→ **RECORDS TO USE**
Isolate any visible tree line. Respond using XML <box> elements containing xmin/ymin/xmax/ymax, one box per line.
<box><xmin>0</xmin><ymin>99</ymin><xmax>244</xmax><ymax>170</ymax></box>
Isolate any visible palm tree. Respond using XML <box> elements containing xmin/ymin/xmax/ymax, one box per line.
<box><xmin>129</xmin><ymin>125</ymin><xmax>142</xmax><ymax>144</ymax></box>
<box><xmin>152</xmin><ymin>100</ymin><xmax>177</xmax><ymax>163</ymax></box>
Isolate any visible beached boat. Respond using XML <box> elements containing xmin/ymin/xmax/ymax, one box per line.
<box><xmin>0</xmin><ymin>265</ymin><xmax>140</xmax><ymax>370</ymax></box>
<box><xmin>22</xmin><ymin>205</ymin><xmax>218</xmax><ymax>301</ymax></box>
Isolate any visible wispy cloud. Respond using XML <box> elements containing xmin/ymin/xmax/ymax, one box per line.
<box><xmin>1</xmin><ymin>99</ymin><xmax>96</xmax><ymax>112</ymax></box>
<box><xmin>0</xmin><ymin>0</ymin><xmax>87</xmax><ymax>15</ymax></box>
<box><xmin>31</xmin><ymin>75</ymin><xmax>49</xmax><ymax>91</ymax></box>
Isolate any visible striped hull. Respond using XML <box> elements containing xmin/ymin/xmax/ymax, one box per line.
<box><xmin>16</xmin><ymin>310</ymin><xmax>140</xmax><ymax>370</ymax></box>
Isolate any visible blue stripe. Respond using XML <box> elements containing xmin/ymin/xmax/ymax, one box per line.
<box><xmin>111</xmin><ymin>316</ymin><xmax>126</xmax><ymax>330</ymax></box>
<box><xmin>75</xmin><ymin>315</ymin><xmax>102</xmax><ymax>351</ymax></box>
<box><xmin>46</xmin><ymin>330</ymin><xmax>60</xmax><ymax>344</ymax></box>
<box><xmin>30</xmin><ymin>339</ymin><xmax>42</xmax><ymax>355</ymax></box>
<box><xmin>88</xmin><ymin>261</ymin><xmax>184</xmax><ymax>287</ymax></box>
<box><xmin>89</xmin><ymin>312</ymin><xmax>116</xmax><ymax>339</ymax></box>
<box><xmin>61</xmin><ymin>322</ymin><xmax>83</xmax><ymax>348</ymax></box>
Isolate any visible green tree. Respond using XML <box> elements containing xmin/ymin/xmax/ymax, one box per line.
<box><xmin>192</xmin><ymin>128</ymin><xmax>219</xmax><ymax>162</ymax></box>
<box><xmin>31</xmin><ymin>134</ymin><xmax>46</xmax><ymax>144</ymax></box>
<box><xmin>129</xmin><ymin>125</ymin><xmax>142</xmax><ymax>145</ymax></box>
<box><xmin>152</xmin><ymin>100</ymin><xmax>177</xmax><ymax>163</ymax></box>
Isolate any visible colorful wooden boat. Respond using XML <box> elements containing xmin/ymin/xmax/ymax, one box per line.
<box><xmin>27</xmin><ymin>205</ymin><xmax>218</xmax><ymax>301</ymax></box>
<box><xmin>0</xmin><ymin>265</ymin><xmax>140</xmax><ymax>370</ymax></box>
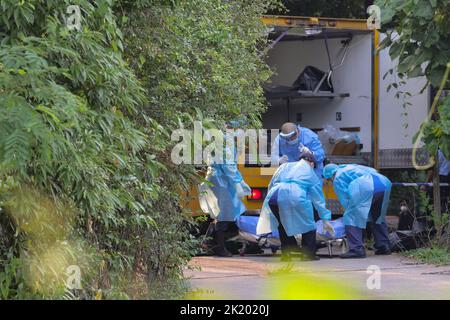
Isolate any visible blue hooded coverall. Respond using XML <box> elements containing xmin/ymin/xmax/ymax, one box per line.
<box><xmin>271</xmin><ymin>126</ymin><xmax>325</xmax><ymax>181</ymax></box>
<box><xmin>256</xmin><ymin>160</ymin><xmax>331</xmax><ymax>254</ymax></box>
<box><xmin>204</xmin><ymin>148</ymin><xmax>246</xmax><ymax>222</ymax></box>
<box><xmin>324</xmin><ymin>164</ymin><xmax>392</xmax><ymax>255</ymax></box>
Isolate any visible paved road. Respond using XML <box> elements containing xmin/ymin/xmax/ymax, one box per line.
<box><xmin>185</xmin><ymin>254</ymin><xmax>450</xmax><ymax>299</ymax></box>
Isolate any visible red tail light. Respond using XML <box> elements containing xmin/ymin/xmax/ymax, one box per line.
<box><xmin>247</xmin><ymin>189</ymin><xmax>263</xmax><ymax>200</ymax></box>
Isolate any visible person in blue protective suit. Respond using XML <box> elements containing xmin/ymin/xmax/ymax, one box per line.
<box><xmin>256</xmin><ymin>152</ymin><xmax>334</xmax><ymax>260</ymax></box>
<box><xmin>271</xmin><ymin>122</ymin><xmax>325</xmax><ymax>180</ymax></box>
<box><xmin>199</xmin><ymin>124</ymin><xmax>251</xmax><ymax>257</ymax></box>
<box><xmin>323</xmin><ymin>164</ymin><xmax>392</xmax><ymax>259</ymax></box>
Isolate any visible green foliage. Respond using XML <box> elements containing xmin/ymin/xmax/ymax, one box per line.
<box><xmin>0</xmin><ymin>0</ymin><xmax>280</xmax><ymax>299</ymax></box>
<box><xmin>375</xmin><ymin>0</ymin><xmax>450</xmax><ymax>157</ymax></box>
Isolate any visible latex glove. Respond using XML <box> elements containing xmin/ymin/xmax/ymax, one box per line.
<box><xmin>322</xmin><ymin>220</ymin><xmax>335</xmax><ymax>237</ymax></box>
<box><xmin>236</xmin><ymin>181</ymin><xmax>252</xmax><ymax>198</ymax></box>
<box><xmin>278</xmin><ymin>155</ymin><xmax>289</xmax><ymax>166</ymax></box>
<box><xmin>298</xmin><ymin>145</ymin><xmax>314</xmax><ymax>154</ymax></box>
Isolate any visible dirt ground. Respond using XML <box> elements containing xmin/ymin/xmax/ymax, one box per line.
<box><xmin>185</xmin><ymin>253</ymin><xmax>450</xmax><ymax>299</ymax></box>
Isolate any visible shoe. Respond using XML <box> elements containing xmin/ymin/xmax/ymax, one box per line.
<box><xmin>339</xmin><ymin>251</ymin><xmax>366</xmax><ymax>259</ymax></box>
<box><xmin>375</xmin><ymin>248</ymin><xmax>392</xmax><ymax>256</ymax></box>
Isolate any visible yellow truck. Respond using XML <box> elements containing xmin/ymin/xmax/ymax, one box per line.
<box><xmin>190</xmin><ymin>16</ymin><xmax>430</xmax><ymax>214</ymax></box>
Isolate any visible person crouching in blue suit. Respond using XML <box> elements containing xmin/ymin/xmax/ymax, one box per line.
<box><xmin>323</xmin><ymin>164</ymin><xmax>392</xmax><ymax>259</ymax></box>
<box><xmin>256</xmin><ymin>152</ymin><xmax>334</xmax><ymax>261</ymax></box>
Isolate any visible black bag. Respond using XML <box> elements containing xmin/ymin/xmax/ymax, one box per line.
<box><xmin>292</xmin><ymin>66</ymin><xmax>333</xmax><ymax>92</ymax></box>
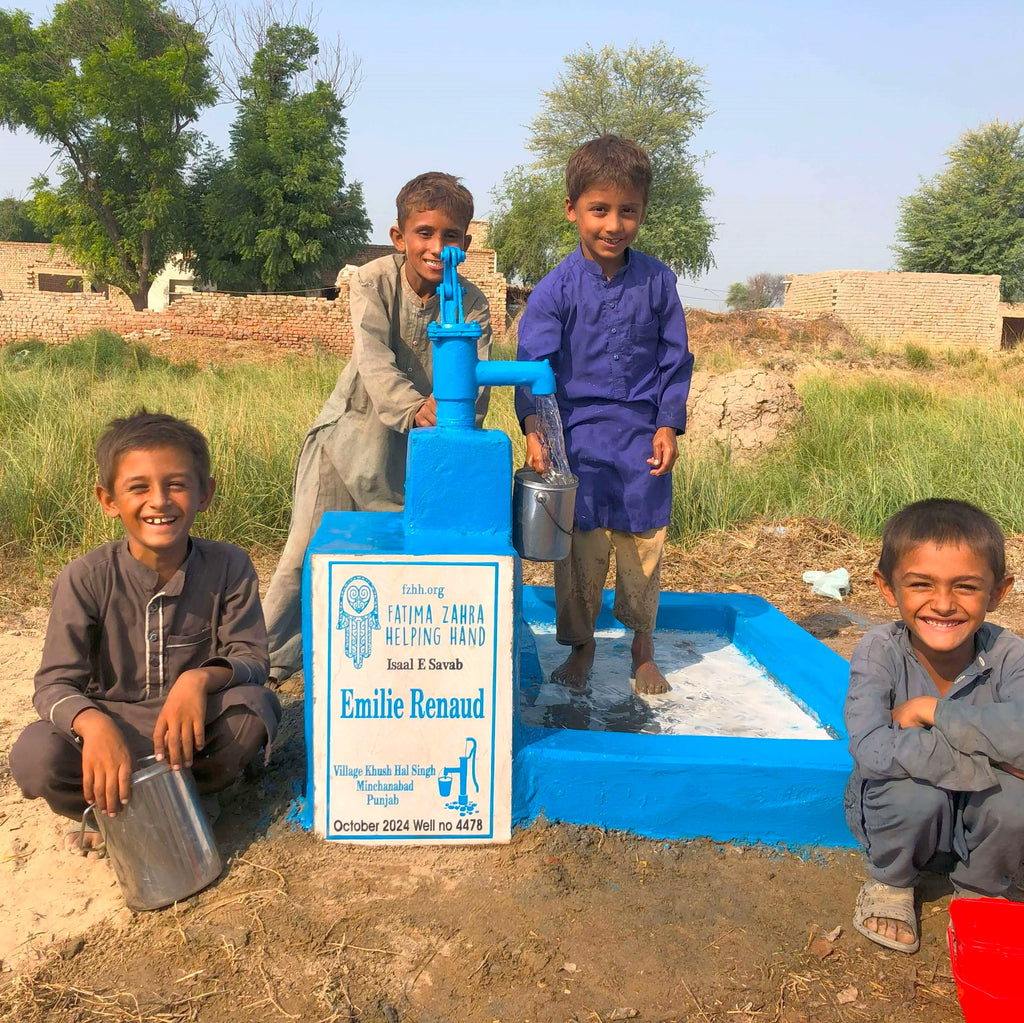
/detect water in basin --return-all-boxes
[519,623,834,739]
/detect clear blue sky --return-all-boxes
[0,0,1024,308]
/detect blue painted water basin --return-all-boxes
[512,587,854,846]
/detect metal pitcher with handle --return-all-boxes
[82,757,220,909]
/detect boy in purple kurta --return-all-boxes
[516,135,693,693]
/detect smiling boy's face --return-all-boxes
[565,184,646,278]
[874,541,1014,671]
[391,210,472,300]
[96,446,214,573]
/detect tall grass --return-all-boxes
[6,333,1024,562]
[672,376,1024,539]
[0,332,342,560]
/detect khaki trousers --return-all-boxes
[555,525,669,646]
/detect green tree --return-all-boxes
[190,25,370,291]
[489,43,715,284]
[725,273,785,309]
[0,0,216,309]
[0,196,50,242]
[893,121,1024,302]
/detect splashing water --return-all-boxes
[537,394,575,484]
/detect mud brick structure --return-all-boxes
[782,270,1024,351]
[0,221,505,355]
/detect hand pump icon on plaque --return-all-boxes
[437,735,480,817]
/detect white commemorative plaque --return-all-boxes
[307,554,514,843]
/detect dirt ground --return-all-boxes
[0,314,1024,1023]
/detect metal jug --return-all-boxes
[512,468,578,561]
[82,757,220,909]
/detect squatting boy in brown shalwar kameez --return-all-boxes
[10,410,281,852]
[264,172,490,681]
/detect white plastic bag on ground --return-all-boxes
[804,568,850,600]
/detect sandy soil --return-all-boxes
[0,521,1024,1023]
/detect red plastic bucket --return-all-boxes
[947,899,1024,1023]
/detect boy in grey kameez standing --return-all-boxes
[845,499,1024,952]
[263,172,490,681]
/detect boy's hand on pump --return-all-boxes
[413,394,437,426]
[522,416,549,476]
[647,426,679,476]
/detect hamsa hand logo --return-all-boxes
[338,576,381,669]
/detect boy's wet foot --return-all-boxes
[630,632,672,696]
[633,660,672,696]
[550,640,596,696]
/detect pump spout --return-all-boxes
[427,246,555,430]
[476,358,555,395]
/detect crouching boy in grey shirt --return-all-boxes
[845,499,1024,952]
[10,409,281,853]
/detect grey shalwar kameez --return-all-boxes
[845,622,1024,895]
[10,537,281,817]
[263,253,490,679]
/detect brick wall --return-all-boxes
[782,270,1002,350]
[0,242,82,296]
[0,229,505,355]
[0,289,352,355]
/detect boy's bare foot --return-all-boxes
[633,660,672,696]
[550,640,597,696]
[631,632,672,696]
[60,824,106,858]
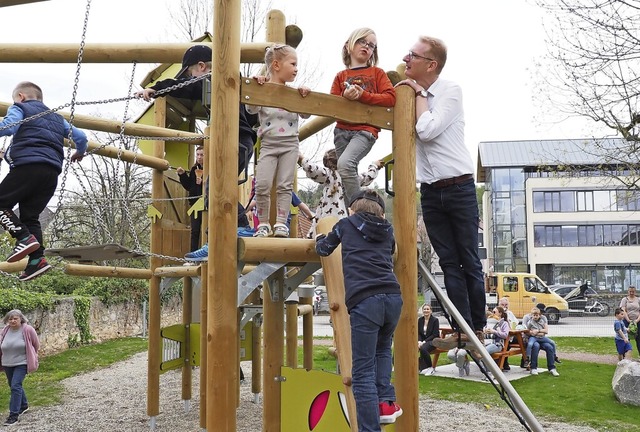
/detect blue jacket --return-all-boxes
[0,100,87,172]
[316,213,400,310]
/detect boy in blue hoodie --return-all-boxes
[316,189,402,432]
[0,81,87,281]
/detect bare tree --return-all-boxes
[47,134,151,264]
[536,0,640,141]
[535,0,640,184]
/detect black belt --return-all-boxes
[427,174,473,189]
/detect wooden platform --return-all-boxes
[44,243,144,262]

→ **TASK PROMPT**
Rewrite the rows from the line with "purple kurta --return-all-boxes" to the line with "[0,314,1024,1023]", changing "tall grass" to "long grass" and leaving everything else the same.

→ **SOLVED EXERCISE**
/detect boy in purple kurta --return-all-boxes
[516,135,693,693]
/detect smiling boy's face --return-all-boxes
[565,184,646,278]
[874,541,1014,671]
[391,210,472,300]
[96,446,214,573]
/detect long grass --return-all-boxes
[6,333,1024,562]
[672,376,1024,539]
[0,332,342,560]
/detect khaki trousers --return-all-boxes
[555,525,669,646]
/detect green tree --return-all-boxes
[190,25,370,291]
[489,43,715,284]
[725,273,785,309]
[0,0,216,309]
[0,196,50,242]
[893,121,1024,302]
/detect splashing water --return-all-boxes
[537,394,575,484]
/detect mud brick structure --return-all-boxes
[782,270,1024,351]
[0,221,505,355]
/detect hand pump icon on plaque --return-all-boxes
[437,735,480,817]
/detect white commemorative plaque --return-all-boxes
[307,554,514,843]
/detect dirt ground --return-all-boxes
[0,314,1024,1023]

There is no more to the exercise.